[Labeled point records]
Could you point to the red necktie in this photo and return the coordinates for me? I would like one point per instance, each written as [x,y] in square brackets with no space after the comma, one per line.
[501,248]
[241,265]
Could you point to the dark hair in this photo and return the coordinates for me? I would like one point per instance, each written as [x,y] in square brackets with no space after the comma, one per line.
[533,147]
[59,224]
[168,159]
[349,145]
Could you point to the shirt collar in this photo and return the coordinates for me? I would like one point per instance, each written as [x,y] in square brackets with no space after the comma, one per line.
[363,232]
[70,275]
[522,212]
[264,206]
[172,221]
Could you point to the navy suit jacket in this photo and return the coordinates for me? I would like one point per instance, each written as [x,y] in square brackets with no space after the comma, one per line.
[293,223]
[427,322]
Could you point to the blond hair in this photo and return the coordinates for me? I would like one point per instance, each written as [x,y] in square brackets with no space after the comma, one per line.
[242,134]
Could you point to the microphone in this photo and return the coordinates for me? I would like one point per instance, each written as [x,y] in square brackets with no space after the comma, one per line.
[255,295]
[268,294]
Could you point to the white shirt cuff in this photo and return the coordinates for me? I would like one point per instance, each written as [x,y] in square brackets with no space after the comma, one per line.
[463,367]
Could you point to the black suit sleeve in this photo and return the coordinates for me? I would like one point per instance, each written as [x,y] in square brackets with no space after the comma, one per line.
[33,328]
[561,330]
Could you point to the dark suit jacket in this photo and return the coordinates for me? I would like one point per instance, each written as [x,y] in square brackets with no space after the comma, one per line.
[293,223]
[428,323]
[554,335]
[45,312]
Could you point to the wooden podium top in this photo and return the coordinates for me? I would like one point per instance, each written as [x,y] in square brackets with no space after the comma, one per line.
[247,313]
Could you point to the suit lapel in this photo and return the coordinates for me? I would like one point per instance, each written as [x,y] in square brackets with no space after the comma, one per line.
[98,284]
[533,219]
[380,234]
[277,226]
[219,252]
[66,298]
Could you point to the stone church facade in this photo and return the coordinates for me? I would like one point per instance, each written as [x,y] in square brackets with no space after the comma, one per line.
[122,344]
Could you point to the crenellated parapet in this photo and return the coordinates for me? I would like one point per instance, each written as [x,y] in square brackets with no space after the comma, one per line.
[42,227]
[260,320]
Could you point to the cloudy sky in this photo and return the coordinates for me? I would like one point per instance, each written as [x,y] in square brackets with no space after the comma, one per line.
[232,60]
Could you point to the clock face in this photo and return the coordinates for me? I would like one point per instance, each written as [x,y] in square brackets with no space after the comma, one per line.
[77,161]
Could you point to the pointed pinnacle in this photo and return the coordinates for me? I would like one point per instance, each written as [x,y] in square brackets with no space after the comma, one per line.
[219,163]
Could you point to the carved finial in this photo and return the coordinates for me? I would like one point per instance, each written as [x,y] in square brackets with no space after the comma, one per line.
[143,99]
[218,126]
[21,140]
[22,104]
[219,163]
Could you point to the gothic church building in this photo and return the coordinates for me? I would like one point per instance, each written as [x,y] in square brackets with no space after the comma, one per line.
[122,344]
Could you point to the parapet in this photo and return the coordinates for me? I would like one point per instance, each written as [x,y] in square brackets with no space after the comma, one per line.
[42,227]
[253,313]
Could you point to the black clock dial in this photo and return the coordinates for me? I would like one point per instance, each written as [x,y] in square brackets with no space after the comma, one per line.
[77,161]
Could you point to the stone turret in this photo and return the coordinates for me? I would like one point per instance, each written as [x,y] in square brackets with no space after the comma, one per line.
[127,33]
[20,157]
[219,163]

• **What is expected**: Rewrite every line of the material, from the line containing "Could you point to the black clock" through the end, with the worded lines left unchanged. Multiply each coordinate in the bracketed points by 0.7 and round to whole numbers, with halves rounded up.

• **Finished answer**:
Could you point to the black clock dial in this photo and return the coordinates for me? I would like one point per instance, each written as [x,y] in square brackets with no space after the comma, one per line.
[54,113]
Could you point to the stone turret in this photo and return the coordinates for me? I would like one point per instance, each written as [x,y] in square brackets with no space after the comma, one per line.
[89,23]
[14,110]
[153,114]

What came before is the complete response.